● **Goal**: Rewrite the records below with every "photograph" swapped for "image" and all other text unchanged, leaving the pictures out of your answer.

[Object location annotation records]
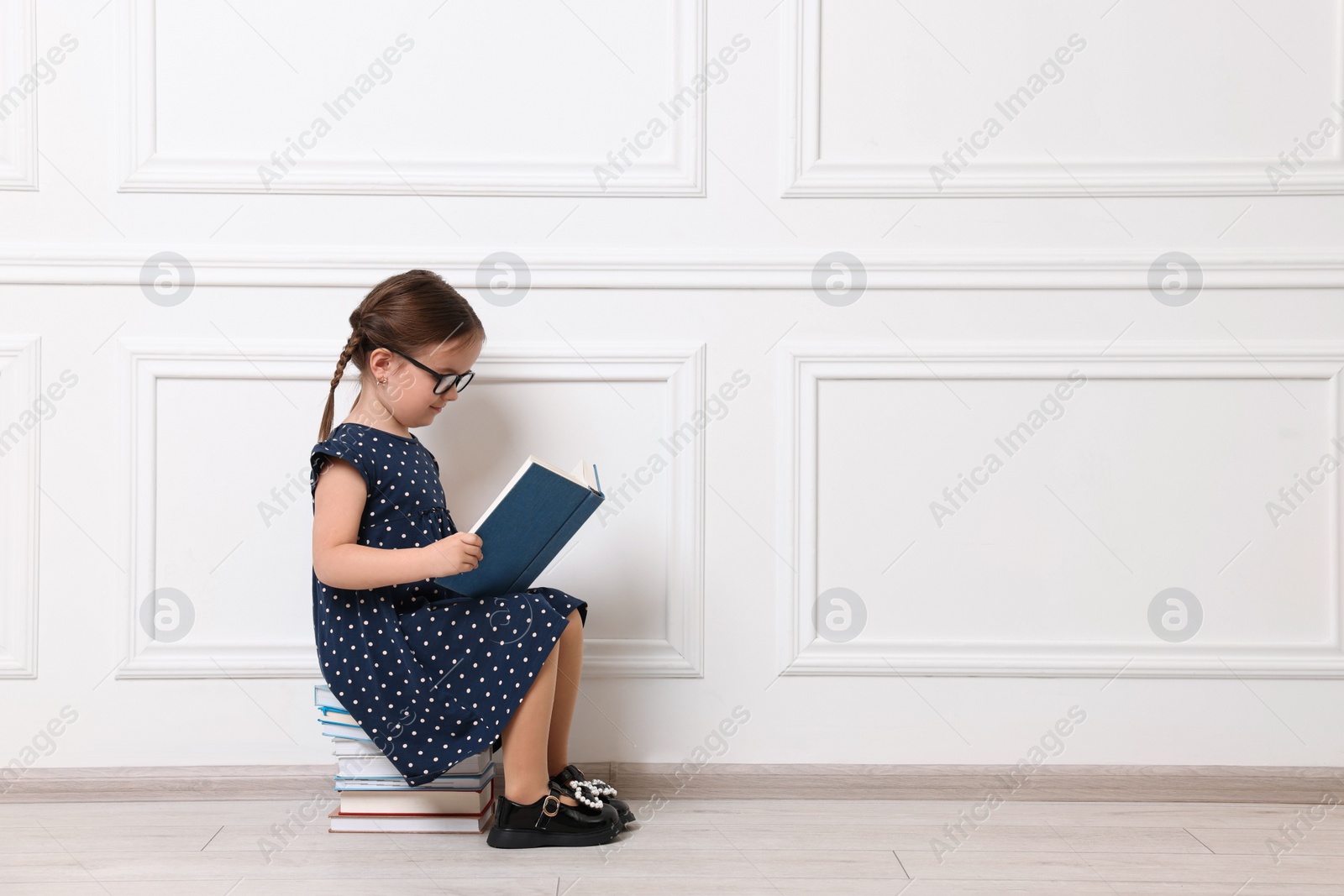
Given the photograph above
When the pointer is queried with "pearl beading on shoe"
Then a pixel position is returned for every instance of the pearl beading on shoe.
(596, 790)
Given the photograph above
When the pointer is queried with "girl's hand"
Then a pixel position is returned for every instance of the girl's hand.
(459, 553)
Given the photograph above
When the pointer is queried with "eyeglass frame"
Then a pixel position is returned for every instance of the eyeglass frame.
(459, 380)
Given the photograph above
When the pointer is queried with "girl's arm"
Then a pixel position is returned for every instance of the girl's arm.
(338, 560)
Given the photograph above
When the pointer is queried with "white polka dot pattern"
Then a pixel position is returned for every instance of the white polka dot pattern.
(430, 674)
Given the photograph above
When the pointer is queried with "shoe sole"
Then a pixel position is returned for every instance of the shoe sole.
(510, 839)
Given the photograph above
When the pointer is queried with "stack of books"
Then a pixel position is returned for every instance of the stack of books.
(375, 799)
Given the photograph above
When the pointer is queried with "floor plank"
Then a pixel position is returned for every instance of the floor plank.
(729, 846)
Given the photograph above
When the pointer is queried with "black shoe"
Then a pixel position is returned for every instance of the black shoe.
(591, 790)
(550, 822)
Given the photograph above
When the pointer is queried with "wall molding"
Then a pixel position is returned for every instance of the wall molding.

● **Finished task**:
Given the image above
When the pointer is queried with "pearl beading on shoe"
Then a pixel position is returned for every instance of the pearl beading on shoe.
(596, 790)
Given the image above
When the pointer is queried with "girl's hand"
Then a pixel position is returned for every instance of the girl's hand.
(459, 553)
Given the image above
When the pointer is queried with "eyeglass frame"
Then a pixel position is returned for every instance of the eyeglass frame.
(459, 380)
Given the image above
When the pointer is queried with "girl's arm"
Then a pixel position is returned for every instance of the girl's arm.
(338, 560)
Given the image above
When the pointer is queried with "white polka dot pattern"
Then a pixel position is returned for every instance of the white polka dot pattern.
(430, 674)
Given the image above
When the pointer is queried with "shoe sole"
Then a pixel position is returned for every instance of the shoe sole.
(510, 839)
Given the image above
When the pointer is queried with "stack of books"
Then a pixel position is returned for every instance of the stack of books.
(375, 799)
Given the image above
When the pointer is queried with "floor plank"
Then a pixel position is returned for every instance of the floor plank.
(729, 846)
Given the image above
When the pointer is queried with "black shoe"
Then a pixel position is returned for every instance of the black shoe.
(591, 790)
(550, 822)
Given the image above
When the pointer is queried with "wall molding"
Then a pixel position is returned for every instance of the wall molding.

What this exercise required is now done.